__Exercise brief__:
Set all the entries down again, unaltered.

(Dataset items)
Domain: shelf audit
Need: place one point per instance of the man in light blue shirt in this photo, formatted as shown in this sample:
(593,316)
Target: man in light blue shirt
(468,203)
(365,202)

__Written solution__:
Domain: shelf audit
Need: place one point per instance of the man in light blue shirt in this photo, formatted as shown in this sample:
(593,316)
Target: man in light blue shirt
(468,203)
(365,202)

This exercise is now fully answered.